▶ _Brano proposto_:

####################

Il mio corpo è anche il corpo di Violette. L’odore di Violette è come la mia seconda pelle. Il mio corpo è anche il corpo di papà, il corpo di Dodo, il corpo di Manès […] Il nostro corpo è anche il corpo degli altri.
Daniel Pennac, Storia di un corpo

Parlare del lavoro di Daniela Olivieri in arte Sissi, significa parlare del nostro corpo attraverso il corpo dell’artista. La ricerca di Sissi, così viscerale, volta da sempre a indagare gli aspetti emotivi e identitari, fanno dell’artista un’archeologa, un’anatomista ma prima di tutto una persona appassionata alla costituzione infinitesimale dell’essere umano e delle cose.
La creazione per Sissi è architettura, è necessario scovare una struttura, un sistema, che sia esso nervoso od osseo, che sia trama e ordito, occorre trovare e incontrare qualcosa che sostenga e dia forma a un divenire.

####################

▶ _Voci del dataset_:

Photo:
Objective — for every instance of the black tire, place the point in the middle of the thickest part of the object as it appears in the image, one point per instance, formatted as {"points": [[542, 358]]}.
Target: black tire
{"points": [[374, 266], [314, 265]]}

####################

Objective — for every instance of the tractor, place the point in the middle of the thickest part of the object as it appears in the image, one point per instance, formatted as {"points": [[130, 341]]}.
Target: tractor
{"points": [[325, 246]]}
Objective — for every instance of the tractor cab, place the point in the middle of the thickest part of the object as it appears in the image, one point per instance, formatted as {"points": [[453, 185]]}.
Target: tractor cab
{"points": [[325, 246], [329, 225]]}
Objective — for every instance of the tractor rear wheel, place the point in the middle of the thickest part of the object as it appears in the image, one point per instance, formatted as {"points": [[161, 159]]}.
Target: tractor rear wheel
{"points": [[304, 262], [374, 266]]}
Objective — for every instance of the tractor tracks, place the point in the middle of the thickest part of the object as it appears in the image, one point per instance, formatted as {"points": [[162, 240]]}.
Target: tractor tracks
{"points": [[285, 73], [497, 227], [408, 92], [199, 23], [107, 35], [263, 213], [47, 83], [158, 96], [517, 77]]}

####################

▶ _Esercizio proposto A_: Nel brano sull'artista Sissi, qual è il nome anagrafico dell'artista?
▶ _Esercizio proposto B_: Raccolga tutte le righe delle voci che contengono la parola "black", distinguendo tra maiuscole e minuscole.
Il brano e le voci non hanno alcun legame tra loro.

▶ _Risposta all'esercizio A_: Daniela Olivieri.

▶ _Risposta all'esercizio B_:
Objective — for every instance of the black tire, place the point in the middle of the thickest part of the object as it appears in the image, one point per instance, formatted as {"points": [[542, 358]]}.
Target: black tire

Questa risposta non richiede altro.